(The input Opens)

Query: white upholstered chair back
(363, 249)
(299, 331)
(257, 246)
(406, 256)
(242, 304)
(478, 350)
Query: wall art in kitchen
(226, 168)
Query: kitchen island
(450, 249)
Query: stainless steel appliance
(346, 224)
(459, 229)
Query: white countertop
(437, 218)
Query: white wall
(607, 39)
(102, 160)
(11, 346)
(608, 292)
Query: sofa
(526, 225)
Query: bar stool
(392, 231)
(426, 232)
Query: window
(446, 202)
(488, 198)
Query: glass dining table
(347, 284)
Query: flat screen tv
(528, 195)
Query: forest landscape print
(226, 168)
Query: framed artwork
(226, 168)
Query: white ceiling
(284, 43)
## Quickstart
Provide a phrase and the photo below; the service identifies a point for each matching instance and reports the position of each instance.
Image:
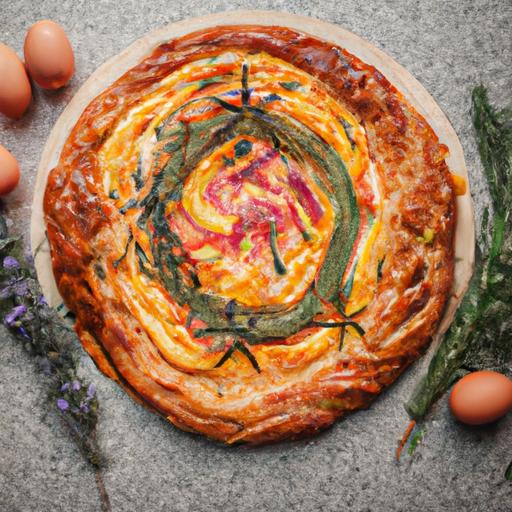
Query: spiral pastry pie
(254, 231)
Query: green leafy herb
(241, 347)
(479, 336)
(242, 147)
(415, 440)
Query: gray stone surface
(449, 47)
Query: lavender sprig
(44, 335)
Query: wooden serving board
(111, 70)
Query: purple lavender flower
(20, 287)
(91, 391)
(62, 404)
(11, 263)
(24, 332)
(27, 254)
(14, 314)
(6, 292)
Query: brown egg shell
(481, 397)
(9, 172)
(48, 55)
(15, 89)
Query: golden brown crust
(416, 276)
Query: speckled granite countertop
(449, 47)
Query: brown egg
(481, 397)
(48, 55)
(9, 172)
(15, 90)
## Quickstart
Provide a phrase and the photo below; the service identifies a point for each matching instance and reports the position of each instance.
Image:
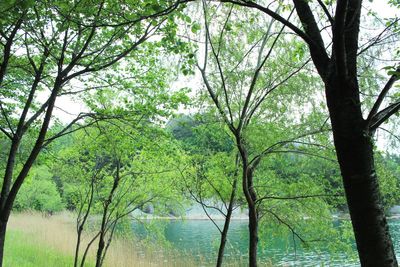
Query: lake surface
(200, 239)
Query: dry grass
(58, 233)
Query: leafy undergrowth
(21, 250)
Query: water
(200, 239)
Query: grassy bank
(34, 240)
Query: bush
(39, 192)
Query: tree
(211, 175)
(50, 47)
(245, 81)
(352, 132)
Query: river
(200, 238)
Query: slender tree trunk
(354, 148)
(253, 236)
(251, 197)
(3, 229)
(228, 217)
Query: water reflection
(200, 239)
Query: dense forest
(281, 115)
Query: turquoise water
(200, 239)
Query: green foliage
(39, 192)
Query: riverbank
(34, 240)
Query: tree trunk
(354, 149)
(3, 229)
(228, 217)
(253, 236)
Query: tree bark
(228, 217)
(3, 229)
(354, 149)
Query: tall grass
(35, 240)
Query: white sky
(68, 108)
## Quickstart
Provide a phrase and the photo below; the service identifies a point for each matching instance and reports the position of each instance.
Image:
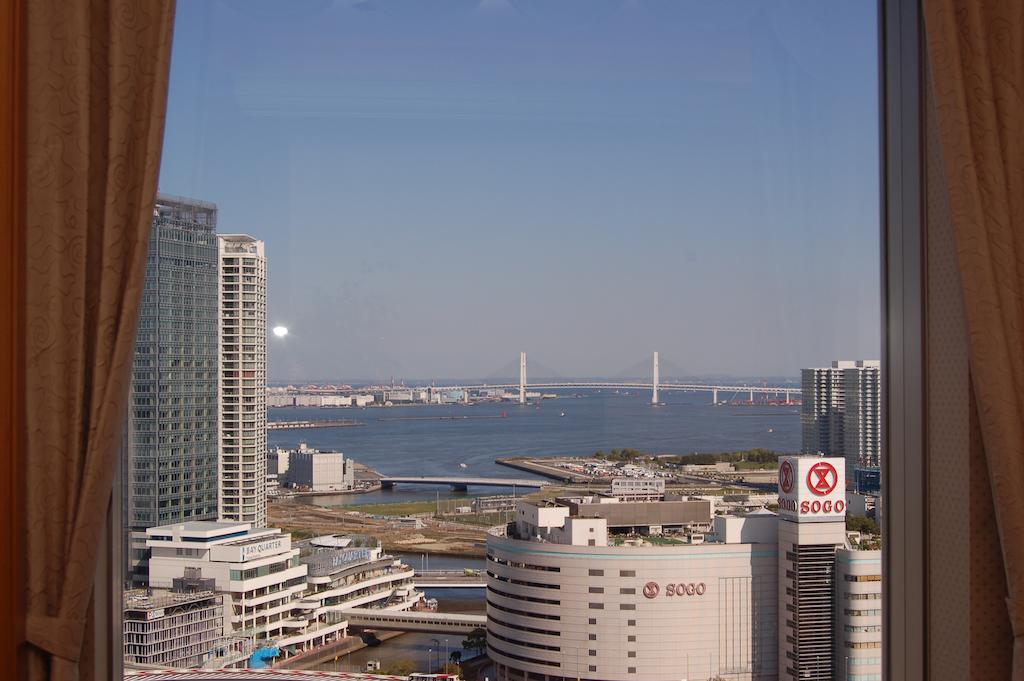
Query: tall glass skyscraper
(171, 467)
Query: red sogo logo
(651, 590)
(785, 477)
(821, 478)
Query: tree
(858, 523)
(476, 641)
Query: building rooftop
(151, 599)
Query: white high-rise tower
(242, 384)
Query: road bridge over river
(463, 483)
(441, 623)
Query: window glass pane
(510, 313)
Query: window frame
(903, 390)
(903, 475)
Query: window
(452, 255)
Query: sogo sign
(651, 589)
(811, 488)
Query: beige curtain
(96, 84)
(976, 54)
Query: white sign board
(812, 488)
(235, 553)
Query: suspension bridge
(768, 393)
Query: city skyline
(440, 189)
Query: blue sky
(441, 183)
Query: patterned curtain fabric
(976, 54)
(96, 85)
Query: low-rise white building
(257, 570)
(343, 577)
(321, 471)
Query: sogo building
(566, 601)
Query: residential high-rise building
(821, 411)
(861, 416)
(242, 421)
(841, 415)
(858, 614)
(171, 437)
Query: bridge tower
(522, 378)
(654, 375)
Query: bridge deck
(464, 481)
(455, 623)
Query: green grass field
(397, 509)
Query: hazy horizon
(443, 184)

(The input Closes)
(The input Opens)

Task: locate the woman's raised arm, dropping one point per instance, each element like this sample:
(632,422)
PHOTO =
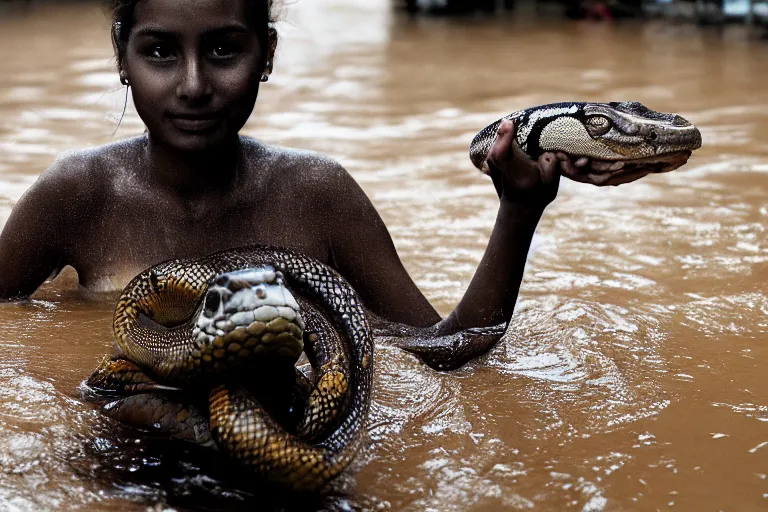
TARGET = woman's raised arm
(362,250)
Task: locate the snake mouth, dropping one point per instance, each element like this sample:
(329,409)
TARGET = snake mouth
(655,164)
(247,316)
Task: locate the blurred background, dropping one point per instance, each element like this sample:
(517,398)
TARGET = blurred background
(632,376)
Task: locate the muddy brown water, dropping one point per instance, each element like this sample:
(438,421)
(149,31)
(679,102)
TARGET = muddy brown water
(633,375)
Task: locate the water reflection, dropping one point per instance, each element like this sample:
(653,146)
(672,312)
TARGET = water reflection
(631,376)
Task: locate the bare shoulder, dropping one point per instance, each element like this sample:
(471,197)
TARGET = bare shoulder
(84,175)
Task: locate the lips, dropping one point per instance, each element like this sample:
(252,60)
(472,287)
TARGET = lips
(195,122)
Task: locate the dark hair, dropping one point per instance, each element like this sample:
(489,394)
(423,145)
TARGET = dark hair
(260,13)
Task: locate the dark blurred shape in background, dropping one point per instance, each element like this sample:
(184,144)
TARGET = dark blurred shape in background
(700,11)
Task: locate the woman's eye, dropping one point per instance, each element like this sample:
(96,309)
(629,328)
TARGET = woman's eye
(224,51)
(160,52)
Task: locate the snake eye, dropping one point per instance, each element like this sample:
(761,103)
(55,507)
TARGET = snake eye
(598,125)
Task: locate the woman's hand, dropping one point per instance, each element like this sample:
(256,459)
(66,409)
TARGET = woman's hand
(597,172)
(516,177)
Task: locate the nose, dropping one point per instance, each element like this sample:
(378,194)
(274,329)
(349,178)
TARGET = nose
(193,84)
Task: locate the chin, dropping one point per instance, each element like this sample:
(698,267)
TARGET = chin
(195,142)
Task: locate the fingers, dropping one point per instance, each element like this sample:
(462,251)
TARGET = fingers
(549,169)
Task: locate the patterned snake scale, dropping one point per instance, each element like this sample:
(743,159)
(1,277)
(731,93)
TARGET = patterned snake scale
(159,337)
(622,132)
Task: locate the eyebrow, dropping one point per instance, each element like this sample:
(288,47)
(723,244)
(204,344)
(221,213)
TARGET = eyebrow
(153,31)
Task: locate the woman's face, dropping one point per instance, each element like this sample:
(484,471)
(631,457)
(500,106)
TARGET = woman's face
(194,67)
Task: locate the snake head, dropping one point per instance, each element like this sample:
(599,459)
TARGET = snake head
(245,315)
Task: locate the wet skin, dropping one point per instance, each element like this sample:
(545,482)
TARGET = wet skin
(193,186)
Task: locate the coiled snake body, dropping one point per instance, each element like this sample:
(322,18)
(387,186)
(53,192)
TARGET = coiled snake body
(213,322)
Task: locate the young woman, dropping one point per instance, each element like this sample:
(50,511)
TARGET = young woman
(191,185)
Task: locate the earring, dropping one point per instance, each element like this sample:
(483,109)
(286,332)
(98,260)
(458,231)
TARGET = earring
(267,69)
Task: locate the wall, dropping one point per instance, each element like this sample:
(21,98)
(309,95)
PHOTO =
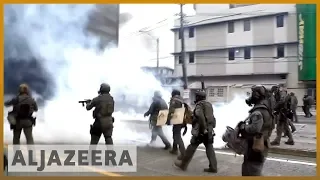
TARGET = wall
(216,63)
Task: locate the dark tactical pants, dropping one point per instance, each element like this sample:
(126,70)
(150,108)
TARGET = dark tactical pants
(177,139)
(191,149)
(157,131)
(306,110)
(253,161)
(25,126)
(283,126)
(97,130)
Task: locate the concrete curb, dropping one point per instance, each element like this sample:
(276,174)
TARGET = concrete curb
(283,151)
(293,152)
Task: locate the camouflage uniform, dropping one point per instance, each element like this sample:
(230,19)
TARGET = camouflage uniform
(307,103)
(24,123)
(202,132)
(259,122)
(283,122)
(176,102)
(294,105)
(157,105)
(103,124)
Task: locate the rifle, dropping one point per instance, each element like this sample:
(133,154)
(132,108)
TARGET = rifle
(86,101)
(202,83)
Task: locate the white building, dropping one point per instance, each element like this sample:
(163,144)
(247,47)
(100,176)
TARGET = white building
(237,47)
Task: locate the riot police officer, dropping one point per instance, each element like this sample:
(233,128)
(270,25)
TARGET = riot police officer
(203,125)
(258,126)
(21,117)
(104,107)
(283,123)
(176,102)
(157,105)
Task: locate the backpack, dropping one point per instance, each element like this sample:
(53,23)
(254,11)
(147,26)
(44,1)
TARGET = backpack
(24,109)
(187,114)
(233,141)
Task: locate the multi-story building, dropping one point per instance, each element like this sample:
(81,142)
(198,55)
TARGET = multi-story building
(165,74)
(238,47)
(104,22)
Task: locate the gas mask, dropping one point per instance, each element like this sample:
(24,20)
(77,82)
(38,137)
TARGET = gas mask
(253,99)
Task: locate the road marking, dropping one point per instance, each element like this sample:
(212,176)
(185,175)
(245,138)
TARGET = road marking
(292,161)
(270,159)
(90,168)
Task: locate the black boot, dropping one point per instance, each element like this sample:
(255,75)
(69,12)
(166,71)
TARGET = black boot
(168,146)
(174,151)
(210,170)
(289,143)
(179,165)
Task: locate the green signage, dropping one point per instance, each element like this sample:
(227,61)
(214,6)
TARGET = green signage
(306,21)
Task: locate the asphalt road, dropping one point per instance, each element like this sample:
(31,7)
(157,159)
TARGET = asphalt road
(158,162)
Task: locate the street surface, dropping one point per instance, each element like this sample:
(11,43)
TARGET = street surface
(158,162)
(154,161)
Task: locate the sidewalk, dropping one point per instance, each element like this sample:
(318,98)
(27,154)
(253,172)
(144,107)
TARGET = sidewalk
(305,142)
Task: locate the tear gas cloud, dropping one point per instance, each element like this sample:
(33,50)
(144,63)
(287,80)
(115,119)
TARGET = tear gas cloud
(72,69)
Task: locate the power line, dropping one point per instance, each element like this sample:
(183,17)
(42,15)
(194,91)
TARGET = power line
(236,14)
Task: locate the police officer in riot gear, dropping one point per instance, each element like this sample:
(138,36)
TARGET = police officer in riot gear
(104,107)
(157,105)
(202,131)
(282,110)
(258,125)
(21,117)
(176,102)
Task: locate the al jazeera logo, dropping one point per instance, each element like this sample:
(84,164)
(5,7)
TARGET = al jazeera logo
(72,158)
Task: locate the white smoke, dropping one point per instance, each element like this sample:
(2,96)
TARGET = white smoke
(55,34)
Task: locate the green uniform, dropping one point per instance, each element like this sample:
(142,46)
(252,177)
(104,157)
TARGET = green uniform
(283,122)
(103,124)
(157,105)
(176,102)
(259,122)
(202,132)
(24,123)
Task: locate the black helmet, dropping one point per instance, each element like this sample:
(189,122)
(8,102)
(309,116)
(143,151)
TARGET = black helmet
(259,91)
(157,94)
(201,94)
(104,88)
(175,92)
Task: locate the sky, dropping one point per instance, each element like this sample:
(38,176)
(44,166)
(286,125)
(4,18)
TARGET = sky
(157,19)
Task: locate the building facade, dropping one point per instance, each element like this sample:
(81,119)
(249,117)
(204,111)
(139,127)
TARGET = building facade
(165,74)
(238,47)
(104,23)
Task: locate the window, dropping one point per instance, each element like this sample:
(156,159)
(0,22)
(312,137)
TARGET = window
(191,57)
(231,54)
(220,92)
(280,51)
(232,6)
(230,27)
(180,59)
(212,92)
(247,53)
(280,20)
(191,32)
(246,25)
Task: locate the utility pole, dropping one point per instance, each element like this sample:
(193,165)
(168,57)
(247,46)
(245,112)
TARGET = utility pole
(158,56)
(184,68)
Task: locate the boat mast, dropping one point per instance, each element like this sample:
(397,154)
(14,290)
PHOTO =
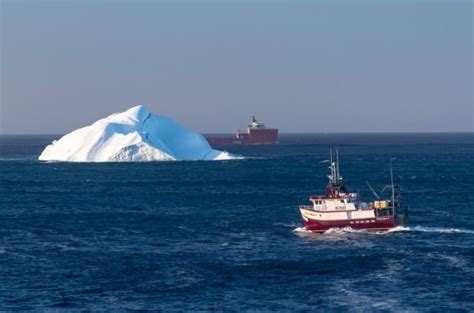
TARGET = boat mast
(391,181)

(The input Closes)
(The input Opens)

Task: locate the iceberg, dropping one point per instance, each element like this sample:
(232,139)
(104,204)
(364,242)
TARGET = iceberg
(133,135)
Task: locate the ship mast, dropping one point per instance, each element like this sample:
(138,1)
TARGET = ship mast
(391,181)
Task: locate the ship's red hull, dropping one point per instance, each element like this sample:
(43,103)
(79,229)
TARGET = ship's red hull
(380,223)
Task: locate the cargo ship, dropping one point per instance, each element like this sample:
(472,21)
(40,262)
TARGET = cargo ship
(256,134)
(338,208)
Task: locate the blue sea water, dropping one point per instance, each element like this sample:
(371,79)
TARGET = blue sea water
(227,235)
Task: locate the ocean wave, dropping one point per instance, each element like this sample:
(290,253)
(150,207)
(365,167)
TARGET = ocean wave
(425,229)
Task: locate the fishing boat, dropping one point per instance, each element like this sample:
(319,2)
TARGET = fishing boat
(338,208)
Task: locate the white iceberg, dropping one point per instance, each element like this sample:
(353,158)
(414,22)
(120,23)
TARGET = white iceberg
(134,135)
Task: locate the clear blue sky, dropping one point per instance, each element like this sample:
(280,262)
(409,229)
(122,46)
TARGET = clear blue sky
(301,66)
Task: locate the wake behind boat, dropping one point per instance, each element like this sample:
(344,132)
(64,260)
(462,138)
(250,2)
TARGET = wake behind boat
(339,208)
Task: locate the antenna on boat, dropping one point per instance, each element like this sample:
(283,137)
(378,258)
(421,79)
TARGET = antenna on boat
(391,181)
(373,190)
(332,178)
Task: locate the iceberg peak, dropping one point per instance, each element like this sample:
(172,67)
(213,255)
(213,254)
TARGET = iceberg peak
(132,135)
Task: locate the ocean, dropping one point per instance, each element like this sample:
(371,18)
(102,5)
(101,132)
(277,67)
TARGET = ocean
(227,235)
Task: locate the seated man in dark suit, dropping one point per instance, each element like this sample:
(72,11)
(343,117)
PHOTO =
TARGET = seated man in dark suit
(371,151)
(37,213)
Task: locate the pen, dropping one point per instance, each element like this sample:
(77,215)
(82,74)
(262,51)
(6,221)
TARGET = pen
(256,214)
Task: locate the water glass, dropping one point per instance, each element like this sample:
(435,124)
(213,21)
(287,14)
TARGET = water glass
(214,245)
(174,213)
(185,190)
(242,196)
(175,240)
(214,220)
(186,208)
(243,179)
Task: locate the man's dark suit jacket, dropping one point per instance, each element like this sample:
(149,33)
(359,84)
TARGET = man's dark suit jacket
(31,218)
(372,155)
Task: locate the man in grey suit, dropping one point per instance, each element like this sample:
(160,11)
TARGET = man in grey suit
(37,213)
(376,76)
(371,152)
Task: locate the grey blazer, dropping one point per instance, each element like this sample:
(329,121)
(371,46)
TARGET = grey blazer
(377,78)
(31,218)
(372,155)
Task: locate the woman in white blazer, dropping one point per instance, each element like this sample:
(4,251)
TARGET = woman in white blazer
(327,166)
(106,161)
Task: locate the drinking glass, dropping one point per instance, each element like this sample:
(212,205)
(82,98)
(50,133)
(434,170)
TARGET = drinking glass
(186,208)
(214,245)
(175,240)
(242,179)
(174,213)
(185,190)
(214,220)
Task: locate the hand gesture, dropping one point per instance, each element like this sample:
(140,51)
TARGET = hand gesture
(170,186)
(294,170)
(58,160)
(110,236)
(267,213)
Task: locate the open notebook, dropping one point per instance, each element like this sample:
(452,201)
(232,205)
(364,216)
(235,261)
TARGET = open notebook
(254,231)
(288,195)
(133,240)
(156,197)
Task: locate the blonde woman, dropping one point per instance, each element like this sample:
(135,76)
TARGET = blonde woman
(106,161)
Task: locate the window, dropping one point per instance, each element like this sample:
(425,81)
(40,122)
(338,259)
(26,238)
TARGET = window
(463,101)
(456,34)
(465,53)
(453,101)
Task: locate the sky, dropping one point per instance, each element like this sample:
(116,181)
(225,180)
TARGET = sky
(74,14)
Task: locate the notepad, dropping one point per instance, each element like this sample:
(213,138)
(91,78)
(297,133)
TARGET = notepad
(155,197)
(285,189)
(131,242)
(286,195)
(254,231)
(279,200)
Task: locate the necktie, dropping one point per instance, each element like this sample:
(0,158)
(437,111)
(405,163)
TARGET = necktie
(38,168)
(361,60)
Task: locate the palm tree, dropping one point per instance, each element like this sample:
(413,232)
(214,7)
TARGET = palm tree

(The input Closes)

Exercise prompt ▸
Write out every line from the data above that includes "palm".

Result for this task ▸
Task: locate the palm tree, dropping one point per instance, each element like this sample:
TARGET = palm tree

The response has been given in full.